> _Problem details_: Repeat every entry in full. Match each line exactly.

> _Data shown_:
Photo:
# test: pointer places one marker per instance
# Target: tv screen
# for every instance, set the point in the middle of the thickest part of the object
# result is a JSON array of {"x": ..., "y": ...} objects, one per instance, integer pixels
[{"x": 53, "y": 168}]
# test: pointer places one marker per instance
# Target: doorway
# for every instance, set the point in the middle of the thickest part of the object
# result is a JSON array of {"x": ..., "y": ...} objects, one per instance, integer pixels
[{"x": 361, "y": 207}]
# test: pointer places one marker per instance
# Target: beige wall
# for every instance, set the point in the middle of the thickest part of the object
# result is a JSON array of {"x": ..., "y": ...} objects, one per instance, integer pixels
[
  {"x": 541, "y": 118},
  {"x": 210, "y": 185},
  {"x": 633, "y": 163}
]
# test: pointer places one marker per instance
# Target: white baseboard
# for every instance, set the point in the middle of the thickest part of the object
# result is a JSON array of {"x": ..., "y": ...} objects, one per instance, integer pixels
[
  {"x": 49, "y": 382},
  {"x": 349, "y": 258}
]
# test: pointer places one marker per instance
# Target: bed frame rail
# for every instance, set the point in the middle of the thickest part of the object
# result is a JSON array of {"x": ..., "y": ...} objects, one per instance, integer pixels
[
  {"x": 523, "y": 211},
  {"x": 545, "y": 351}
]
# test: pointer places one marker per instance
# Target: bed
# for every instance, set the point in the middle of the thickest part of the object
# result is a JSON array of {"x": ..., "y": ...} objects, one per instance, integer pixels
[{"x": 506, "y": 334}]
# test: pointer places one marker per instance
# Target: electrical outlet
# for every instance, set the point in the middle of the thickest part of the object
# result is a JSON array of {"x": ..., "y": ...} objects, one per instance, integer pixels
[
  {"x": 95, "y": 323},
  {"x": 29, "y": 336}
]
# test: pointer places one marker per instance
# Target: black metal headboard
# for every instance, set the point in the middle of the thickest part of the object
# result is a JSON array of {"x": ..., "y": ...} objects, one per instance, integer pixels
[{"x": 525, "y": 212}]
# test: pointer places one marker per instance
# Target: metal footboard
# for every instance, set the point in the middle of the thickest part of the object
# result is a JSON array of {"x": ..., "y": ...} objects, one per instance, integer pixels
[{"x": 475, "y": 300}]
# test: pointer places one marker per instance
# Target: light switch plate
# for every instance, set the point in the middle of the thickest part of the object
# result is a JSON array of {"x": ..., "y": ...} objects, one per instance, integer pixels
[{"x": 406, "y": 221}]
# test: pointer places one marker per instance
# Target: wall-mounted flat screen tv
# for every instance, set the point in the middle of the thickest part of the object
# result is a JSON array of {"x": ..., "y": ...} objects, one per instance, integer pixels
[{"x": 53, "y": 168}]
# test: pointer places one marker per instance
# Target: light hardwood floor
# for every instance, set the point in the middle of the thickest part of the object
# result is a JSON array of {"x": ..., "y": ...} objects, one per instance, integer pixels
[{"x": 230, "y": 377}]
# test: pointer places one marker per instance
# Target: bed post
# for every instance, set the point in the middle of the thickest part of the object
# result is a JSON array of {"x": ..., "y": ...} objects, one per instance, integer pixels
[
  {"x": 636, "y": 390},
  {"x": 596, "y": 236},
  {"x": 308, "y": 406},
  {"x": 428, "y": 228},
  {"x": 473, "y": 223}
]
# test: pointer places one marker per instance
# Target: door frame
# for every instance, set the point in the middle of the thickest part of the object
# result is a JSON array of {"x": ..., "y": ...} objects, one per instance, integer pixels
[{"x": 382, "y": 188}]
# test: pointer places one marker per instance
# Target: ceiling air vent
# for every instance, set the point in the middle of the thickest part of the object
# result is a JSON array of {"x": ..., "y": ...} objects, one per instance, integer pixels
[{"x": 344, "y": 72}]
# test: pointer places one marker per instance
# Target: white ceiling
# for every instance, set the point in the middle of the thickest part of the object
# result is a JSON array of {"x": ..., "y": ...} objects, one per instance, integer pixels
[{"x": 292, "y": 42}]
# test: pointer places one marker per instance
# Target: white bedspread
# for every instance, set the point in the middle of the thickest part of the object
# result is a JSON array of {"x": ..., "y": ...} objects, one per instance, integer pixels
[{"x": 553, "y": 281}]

> _Solution to this exercise_:
Photo:
# test: pointer places one marker per instance
# Target: tv screen
# for every instance, set the point in the middle of the thickest part of the object
# result is a JSON array of {"x": ..., "y": ...} objects, one per instance, integer pixels
[{"x": 53, "y": 168}]
# test: pointer places one marker per instance
# Target: doorway
# for every instance, set the point in the middle of the thickest part of the object
# result is a JSON array of {"x": ..., "y": ...} objects, one per instance, integer pixels
[{"x": 361, "y": 207}]
# test: pointer places one marker per instance
# Target: beige wall
# for every instance, set the point in the middle of the thickest part of the object
# result is a JSON array of {"x": ..., "y": ...} objects, one per instance, integer pixels
[
  {"x": 541, "y": 118},
  {"x": 210, "y": 185},
  {"x": 633, "y": 163}
]
# test: pointer places one marker per instance
# Target: white baseboard
# for every instance, set the point in the middle of the thickest part of the object
# result is a JSON array of {"x": ..., "y": ...} objects, one per instance, integer pixels
[
  {"x": 49, "y": 382},
  {"x": 349, "y": 258}
]
# test: pointer places one marker per instance
# Target: bed frame rail
# for every instance, set the point in the middle of the thickest part of the object
# result is a JSON array of {"x": ..., "y": ...} objects, one per instance, integer pixels
[
  {"x": 523, "y": 211},
  {"x": 545, "y": 351}
]
# test: pointer places one marker per instance
# Target: bed
# for every instance, set the point in the middle of the thickest part of the object
# result is a JSON array of {"x": ..., "y": ...} objects, one per instance, integer pixels
[{"x": 506, "y": 334}]
# test: pointer places one marker per instance
# Target: electrical outlet
# for every instance, set the point in the middle of the thickest part of the object
# result is a JSON array of {"x": ..., "y": ...} objects, one per instance, integer pixels
[
  {"x": 95, "y": 323},
  {"x": 29, "y": 336}
]
# test: pointer places one marker per instance
# Target: black metal headboard
# for every instance, set the point in the middle of the thickest part of the object
# result is a JSON array of {"x": ..., "y": ...} objects, one per instance, integer pixels
[{"x": 525, "y": 212}]
# test: pointer places one marker per instance
# Target: metal footboard
# for every instance, set the point in the middle of the thickest part of the object
# result is a JSON array of {"x": ..., "y": ...} objects, one per instance, integer pixels
[{"x": 475, "y": 300}]
# test: pointer places one marker per instance
# Target: light switch plate
# for every instance, set the point in the middle of the thickest part of the object
# result is a JSON array of {"x": ..., "y": ...} objects, one per instance, integer pixels
[{"x": 406, "y": 221}]
# test: pointer places one marker per instance
# Target: wall-mounted flat screen tv
# for every instance, set the point in the middle of the thickest part of the object
# result is a JSON array of {"x": ..., "y": ...} objects, one per instance, integer pixels
[{"x": 53, "y": 168}]
# test: pointer places one marker per instance
# Target: light hardwood floor
# for every instance, set the point in the middle of the thickest part of the object
# result is a JSON array of {"x": ..., "y": ...} objects, one per instance, integer pixels
[{"x": 230, "y": 377}]
# test: pointer places one marker per instance
# Target: bed post
# for every instance, set the point in the middle of the thickest part of the object
# result is a JSON array of {"x": ..., "y": ...} objects, one per instance, integer pixels
[
  {"x": 636, "y": 390},
  {"x": 596, "y": 236},
  {"x": 308, "y": 406},
  {"x": 428, "y": 228},
  {"x": 473, "y": 223}
]
# test: pointer places one marker per instance
# Target: door frame
# for every instance, set the point in the middle of the thickest part of the object
# result is a JSON array of {"x": ..., "y": ...} objects, one per instance, integer pixels
[{"x": 382, "y": 188}]
# test: pointer places one marker per instance
# Target: ceiling air vent
# for every instance, set the point in the middle of the thickest part of the object
# result is a JSON array of {"x": ..., "y": ...} objects, one per instance, integer pixels
[{"x": 344, "y": 72}]
# test: pointer places one marker per instance
# Target: white ceiling
# for every instance, set the point in the middle of the thickest part of the object
# result is a JSON array of {"x": ..., "y": ...} objects, one per instance, integer pixels
[{"x": 292, "y": 42}]
# test: pointer places one marker per instance
# Target: white bedspread
# for every instance, set the point in the middle of the thickest part of the object
# result is a JSON array of {"x": ..., "y": ...} objects, one per instance, integer pixels
[{"x": 553, "y": 281}]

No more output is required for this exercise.